▸ **TASK PROMPT**
State how many lines of the listing below contain the string "tree", and reply with that number alone.

▸ **INPUT ROWS**

◆ ◆ ◆ ◆

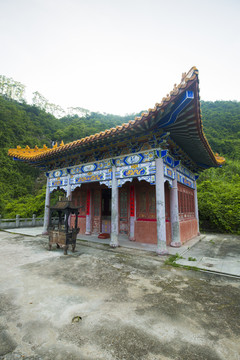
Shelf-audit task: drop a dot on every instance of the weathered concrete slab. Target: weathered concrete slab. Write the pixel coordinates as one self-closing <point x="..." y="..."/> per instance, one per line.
<point x="130" y="305"/>
<point x="218" y="253"/>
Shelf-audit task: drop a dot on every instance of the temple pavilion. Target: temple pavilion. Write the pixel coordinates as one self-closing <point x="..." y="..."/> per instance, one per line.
<point x="138" y="179"/>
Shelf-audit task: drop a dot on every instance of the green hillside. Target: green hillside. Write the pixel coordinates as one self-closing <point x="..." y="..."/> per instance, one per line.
<point x="22" y="188"/>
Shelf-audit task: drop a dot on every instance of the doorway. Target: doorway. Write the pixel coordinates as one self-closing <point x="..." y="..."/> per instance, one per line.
<point x="106" y="211"/>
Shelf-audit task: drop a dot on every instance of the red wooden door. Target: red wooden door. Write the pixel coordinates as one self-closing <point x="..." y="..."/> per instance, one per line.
<point x="123" y="210"/>
<point x="96" y="211"/>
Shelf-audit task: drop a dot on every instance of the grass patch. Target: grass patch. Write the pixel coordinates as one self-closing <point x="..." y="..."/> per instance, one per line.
<point x="192" y="259"/>
<point x="172" y="260"/>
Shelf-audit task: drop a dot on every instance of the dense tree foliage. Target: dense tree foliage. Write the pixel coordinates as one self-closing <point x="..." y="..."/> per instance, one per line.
<point x="219" y="188"/>
<point x="22" y="188"/>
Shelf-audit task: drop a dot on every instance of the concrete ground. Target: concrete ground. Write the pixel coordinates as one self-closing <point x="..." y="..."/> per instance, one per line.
<point x="114" y="304"/>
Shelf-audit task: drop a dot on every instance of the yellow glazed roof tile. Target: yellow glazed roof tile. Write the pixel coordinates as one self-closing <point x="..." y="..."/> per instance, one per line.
<point x="38" y="153"/>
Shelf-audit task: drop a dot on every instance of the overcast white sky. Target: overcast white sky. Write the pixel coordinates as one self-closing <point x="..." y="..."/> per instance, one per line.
<point x="120" y="56"/>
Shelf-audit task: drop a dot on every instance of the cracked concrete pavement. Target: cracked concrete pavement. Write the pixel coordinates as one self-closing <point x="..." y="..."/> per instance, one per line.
<point x="128" y="303"/>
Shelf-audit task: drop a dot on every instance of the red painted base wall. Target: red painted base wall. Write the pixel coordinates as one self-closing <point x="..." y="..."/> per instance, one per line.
<point x="146" y="232"/>
<point x="188" y="230"/>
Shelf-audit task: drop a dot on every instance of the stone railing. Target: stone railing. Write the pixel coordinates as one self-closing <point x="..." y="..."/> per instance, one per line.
<point x="19" y="222"/>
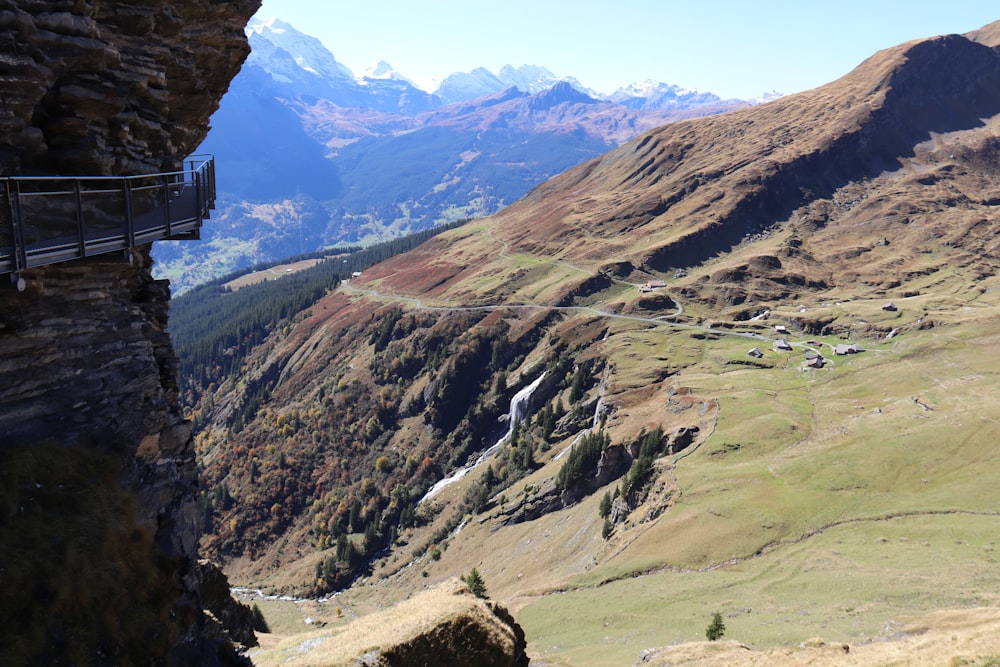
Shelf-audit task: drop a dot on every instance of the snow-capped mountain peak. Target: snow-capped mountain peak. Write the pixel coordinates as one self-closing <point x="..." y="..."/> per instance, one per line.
<point x="385" y="72"/>
<point x="268" y="34"/>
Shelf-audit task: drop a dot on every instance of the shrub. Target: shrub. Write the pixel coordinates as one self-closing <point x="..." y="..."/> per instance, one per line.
<point x="257" y="619"/>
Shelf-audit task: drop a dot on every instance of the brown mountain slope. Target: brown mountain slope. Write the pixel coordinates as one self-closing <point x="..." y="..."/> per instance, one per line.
<point x="685" y="192"/>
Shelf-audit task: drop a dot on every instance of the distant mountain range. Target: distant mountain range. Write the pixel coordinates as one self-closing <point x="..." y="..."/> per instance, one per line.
<point x="310" y="155"/>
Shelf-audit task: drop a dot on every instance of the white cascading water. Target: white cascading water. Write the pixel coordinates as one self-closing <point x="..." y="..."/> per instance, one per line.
<point x="520" y="408"/>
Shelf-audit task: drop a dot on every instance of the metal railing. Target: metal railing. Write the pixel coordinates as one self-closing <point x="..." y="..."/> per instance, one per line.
<point x="50" y="219"/>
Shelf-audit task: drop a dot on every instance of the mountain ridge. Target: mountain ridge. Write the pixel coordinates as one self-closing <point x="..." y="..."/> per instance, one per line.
<point x="351" y="161"/>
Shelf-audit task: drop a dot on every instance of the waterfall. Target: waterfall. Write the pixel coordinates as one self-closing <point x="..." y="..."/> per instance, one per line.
<point x="520" y="408"/>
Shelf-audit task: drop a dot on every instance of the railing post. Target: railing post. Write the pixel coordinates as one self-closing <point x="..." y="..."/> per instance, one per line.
<point x="198" y="194"/>
<point x="81" y="233"/>
<point x="20" y="252"/>
<point x="166" y="203"/>
<point x="129" y="222"/>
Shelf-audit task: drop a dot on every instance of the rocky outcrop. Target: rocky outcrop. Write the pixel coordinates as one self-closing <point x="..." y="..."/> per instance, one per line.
<point x="87" y="371"/>
<point x="445" y="627"/>
<point x="113" y="87"/>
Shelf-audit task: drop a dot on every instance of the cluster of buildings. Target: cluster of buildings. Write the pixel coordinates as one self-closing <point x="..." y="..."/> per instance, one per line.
<point x="814" y="359"/>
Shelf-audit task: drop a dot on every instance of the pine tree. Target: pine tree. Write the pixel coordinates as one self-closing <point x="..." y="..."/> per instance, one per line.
<point x="475" y="583"/>
<point x="716" y="628"/>
<point x="604" y="511"/>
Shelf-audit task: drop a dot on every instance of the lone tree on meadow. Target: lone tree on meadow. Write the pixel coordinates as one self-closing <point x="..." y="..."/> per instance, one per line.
<point x="475" y="583"/>
<point x="716" y="628"/>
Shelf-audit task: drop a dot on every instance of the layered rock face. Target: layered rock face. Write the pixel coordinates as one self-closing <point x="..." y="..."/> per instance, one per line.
<point x="87" y="372"/>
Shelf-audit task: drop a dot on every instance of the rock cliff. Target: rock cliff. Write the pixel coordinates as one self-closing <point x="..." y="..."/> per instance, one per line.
<point x="99" y="519"/>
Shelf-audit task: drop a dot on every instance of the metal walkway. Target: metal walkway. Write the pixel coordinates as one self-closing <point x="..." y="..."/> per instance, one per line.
<point x="50" y="219"/>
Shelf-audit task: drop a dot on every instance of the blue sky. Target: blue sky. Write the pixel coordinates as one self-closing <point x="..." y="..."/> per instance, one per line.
<point x="731" y="48"/>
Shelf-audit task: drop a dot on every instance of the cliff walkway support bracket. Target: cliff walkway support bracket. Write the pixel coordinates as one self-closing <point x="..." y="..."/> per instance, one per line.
<point x="51" y="219"/>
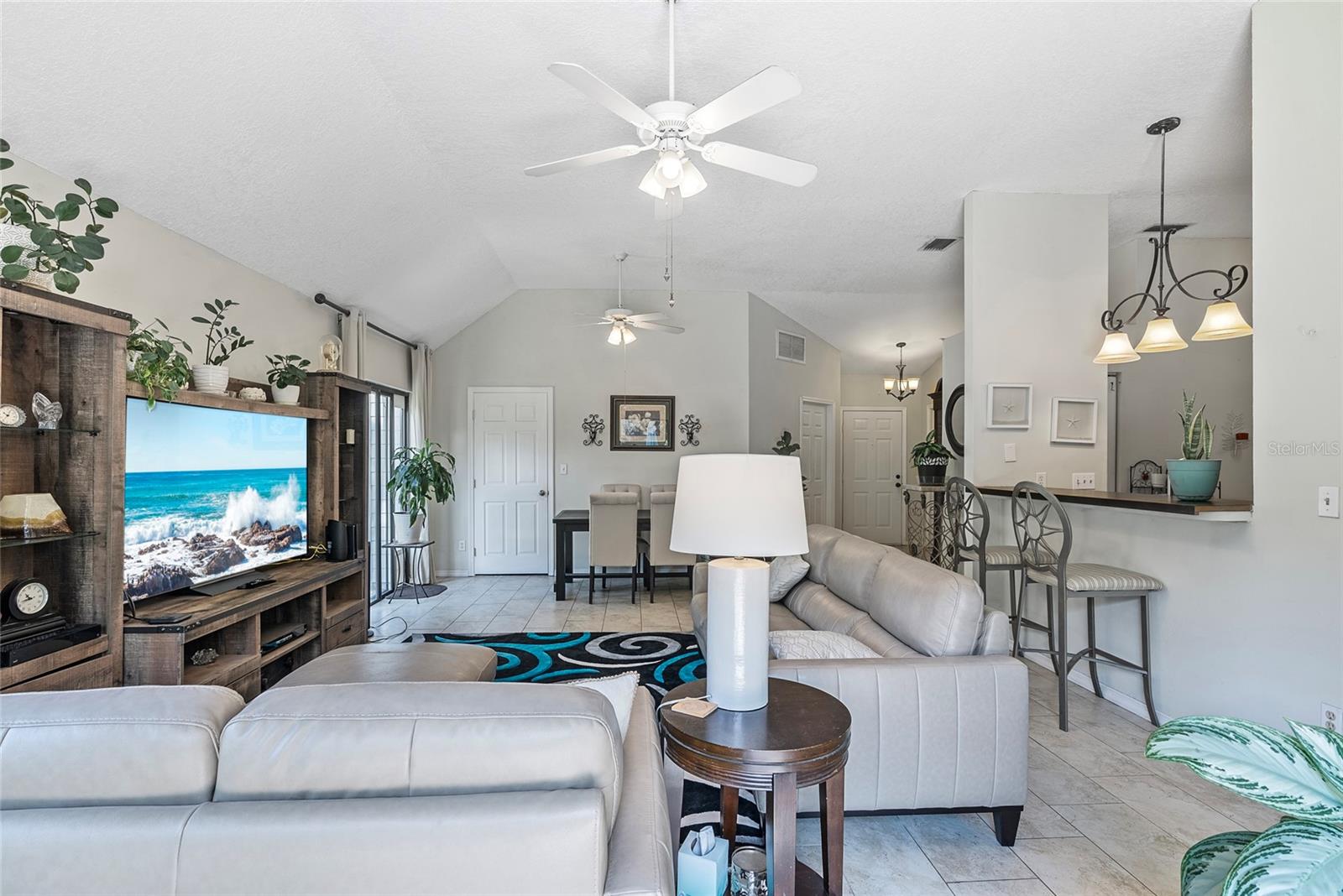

◆ ◆ ◆ ◆

▸ **ANSWER FOR THE TASK**
3